--- START ---
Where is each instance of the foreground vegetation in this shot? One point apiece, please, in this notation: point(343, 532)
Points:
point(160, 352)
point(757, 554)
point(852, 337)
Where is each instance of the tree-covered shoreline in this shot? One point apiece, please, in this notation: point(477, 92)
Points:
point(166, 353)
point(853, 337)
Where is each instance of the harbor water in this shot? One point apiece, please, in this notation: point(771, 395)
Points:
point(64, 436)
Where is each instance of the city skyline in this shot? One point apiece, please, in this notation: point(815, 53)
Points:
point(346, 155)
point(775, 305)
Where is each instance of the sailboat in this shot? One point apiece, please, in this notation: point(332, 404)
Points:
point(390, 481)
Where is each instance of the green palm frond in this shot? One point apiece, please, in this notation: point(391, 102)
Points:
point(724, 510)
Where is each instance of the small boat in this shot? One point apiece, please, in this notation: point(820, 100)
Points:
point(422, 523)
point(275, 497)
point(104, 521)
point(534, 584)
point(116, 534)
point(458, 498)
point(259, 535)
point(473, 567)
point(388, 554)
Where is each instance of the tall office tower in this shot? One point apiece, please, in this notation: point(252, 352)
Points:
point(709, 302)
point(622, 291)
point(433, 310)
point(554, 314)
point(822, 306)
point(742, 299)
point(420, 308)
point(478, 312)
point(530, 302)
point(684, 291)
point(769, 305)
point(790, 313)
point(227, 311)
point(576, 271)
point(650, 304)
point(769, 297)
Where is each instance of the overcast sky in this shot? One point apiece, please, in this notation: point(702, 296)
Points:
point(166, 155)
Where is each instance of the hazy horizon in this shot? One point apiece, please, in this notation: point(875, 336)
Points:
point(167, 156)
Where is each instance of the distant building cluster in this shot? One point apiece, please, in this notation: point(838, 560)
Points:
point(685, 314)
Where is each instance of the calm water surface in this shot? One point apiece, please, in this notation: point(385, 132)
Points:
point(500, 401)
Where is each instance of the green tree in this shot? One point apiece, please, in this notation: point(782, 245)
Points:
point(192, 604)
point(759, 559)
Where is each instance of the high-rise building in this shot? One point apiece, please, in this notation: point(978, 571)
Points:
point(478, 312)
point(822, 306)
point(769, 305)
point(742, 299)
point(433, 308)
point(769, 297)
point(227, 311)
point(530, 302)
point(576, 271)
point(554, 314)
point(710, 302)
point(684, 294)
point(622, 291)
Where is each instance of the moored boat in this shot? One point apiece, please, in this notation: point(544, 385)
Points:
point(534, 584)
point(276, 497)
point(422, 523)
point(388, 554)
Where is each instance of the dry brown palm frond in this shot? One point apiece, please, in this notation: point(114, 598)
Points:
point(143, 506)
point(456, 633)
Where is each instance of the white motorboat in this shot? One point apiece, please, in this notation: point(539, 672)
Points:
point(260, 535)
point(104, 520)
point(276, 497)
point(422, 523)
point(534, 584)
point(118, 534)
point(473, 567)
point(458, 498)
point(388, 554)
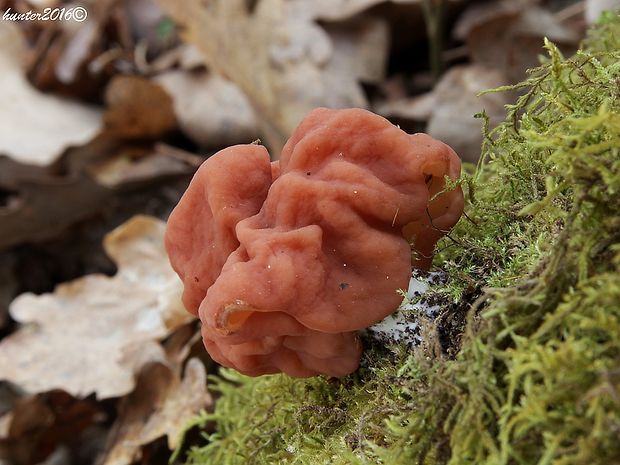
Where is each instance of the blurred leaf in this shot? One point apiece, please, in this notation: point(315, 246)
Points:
point(92, 334)
point(508, 35)
point(138, 108)
point(36, 128)
point(211, 110)
point(161, 405)
point(280, 61)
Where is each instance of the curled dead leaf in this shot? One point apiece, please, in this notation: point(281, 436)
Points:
point(75, 339)
point(211, 110)
point(280, 61)
point(161, 405)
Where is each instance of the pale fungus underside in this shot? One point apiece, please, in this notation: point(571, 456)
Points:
point(530, 332)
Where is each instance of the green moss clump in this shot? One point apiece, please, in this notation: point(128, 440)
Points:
point(536, 271)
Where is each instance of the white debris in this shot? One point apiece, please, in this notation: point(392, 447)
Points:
point(403, 326)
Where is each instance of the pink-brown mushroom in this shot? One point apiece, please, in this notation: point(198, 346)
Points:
point(286, 262)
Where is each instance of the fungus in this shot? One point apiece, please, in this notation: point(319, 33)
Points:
point(284, 263)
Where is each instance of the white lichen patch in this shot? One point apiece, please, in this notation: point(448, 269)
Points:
point(404, 325)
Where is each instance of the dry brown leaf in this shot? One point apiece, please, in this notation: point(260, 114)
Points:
point(138, 108)
point(92, 334)
point(281, 62)
point(508, 35)
point(161, 405)
point(38, 424)
point(456, 102)
point(211, 110)
point(36, 128)
point(139, 165)
point(337, 10)
point(449, 109)
point(42, 202)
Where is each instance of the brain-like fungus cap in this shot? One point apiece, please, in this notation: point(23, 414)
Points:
point(284, 262)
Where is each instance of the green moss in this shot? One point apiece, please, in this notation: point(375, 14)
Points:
point(535, 288)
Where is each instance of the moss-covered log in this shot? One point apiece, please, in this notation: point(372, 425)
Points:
point(533, 301)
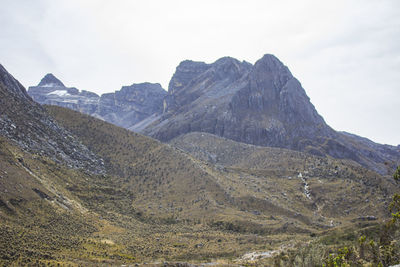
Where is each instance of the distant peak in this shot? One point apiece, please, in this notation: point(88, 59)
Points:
point(50, 80)
point(270, 60)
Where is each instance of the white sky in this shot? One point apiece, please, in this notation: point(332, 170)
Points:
point(346, 53)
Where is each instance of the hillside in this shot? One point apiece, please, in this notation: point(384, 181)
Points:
point(124, 108)
point(261, 104)
point(118, 197)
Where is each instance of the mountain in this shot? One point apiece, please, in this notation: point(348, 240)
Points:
point(27, 124)
point(261, 104)
point(76, 190)
point(124, 108)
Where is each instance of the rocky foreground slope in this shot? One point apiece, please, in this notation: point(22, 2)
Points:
point(155, 202)
point(261, 104)
point(124, 108)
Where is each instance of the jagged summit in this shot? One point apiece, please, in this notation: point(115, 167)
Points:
point(27, 124)
point(261, 104)
point(50, 81)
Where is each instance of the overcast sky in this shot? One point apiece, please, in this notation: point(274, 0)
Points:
point(345, 53)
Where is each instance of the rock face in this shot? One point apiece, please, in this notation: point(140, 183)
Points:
point(131, 104)
point(27, 124)
point(260, 104)
point(124, 108)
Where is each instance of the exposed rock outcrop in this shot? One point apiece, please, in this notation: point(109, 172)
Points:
point(124, 108)
point(261, 104)
point(27, 124)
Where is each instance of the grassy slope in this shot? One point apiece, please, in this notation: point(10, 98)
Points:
point(157, 202)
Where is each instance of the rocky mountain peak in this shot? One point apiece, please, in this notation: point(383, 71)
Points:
point(50, 81)
point(184, 73)
point(27, 124)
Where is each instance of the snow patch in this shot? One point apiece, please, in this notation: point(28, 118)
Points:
point(59, 92)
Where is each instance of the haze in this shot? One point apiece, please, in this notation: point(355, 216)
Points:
point(346, 54)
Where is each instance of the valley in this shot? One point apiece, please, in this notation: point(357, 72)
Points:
point(78, 190)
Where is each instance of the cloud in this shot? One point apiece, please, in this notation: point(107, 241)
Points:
point(345, 53)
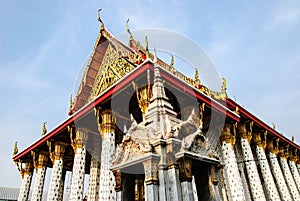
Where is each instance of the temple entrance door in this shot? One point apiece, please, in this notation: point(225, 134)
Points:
point(133, 179)
point(204, 187)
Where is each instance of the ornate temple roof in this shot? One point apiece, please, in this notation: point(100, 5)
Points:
point(110, 71)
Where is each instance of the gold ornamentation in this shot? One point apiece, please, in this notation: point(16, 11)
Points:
point(273, 146)
point(16, 150)
point(81, 135)
point(293, 155)
point(128, 31)
point(259, 140)
point(24, 170)
point(113, 67)
point(151, 171)
point(44, 131)
point(146, 47)
point(143, 94)
point(185, 169)
point(99, 19)
point(236, 110)
point(58, 152)
point(40, 159)
point(226, 135)
point(108, 124)
point(245, 130)
point(118, 178)
point(201, 111)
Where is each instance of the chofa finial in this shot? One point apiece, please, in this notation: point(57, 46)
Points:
point(147, 47)
point(44, 131)
point(155, 56)
point(99, 18)
point(127, 29)
point(16, 150)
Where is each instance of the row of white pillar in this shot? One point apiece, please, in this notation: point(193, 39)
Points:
point(271, 175)
point(56, 188)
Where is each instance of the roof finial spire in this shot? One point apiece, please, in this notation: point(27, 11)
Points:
point(44, 129)
point(147, 47)
point(127, 29)
point(16, 150)
point(172, 61)
point(155, 57)
point(99, 19)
--- END ---
__ASSIGNMENT__.
Word for word, set down the lines from the line with "Where is each instance of the haze" through the last line of the entries, and nothing else; the pictures stay out.

__TASK RESPONSE__.
Where is each instance of the haze in this shot? One point apiece, please, in this notation: point(355, 216)
Points:
point(346, 54)
Where is each instance of the valley in this shot? One point apiece, please, in this notation: point(357, 72)
Points:
point(78, 190)
Where is each instance of the cloud in this shot? One point apiece, please, in this notation: point(107, 241)
Points:
point(345, 53)
Where is each instance of the temple entrance door in this shot? One point apiece, please, in this notation: point(225, 134)
Points:
point(133, 179)
point(204, 187)
Where is each instance of the ornate temple roof in this shot? One point apiece, please, in this notation: point(100, 5)
Points:
point(110, 71)
Where is each instance of the gold ornamentation in this shot? One point apiece, please, in this notation: point(16, 11)
Points:
point(273, 146)
point(16, 150)
point(81, 135)
point(293, 155)
point(128, 31)
point(259, 140)
point(24, 170)
point(113, 67)
point(151, 171)
point(44, 131)
point(146, 47)
point(143, 94)
point(185, 169)
point(99, 19)
point(236, 110)
point(58, 152)
point(40, 159)
point(226, 135)
point(108, 124)
point(245, 130)
point(118, 178)
point(201, 111)
Where is each instance of the chofa finial in this shot? One point apiece, please, in this notation: point(57, 46)
Points:
point(147, 47)
point(44, 131)
point(155, 56)
point(99, 18)
point(127, 29)
point(16, 150)
Where is each instance of the row of white pillar in this shot? One point apiece, please, in this notation: point(193, 39)
Points:
point(271, 175)
point(56, 188)
Where is each instance of the roof finial spire in this shot? One point apiece, please, in this notation: point(27, 11)
Points:
point(44, 129)
point(147, 47)
point(127, 29)
point(16, 150)
point(172, 61)
point(155, 57)
point(99, 19)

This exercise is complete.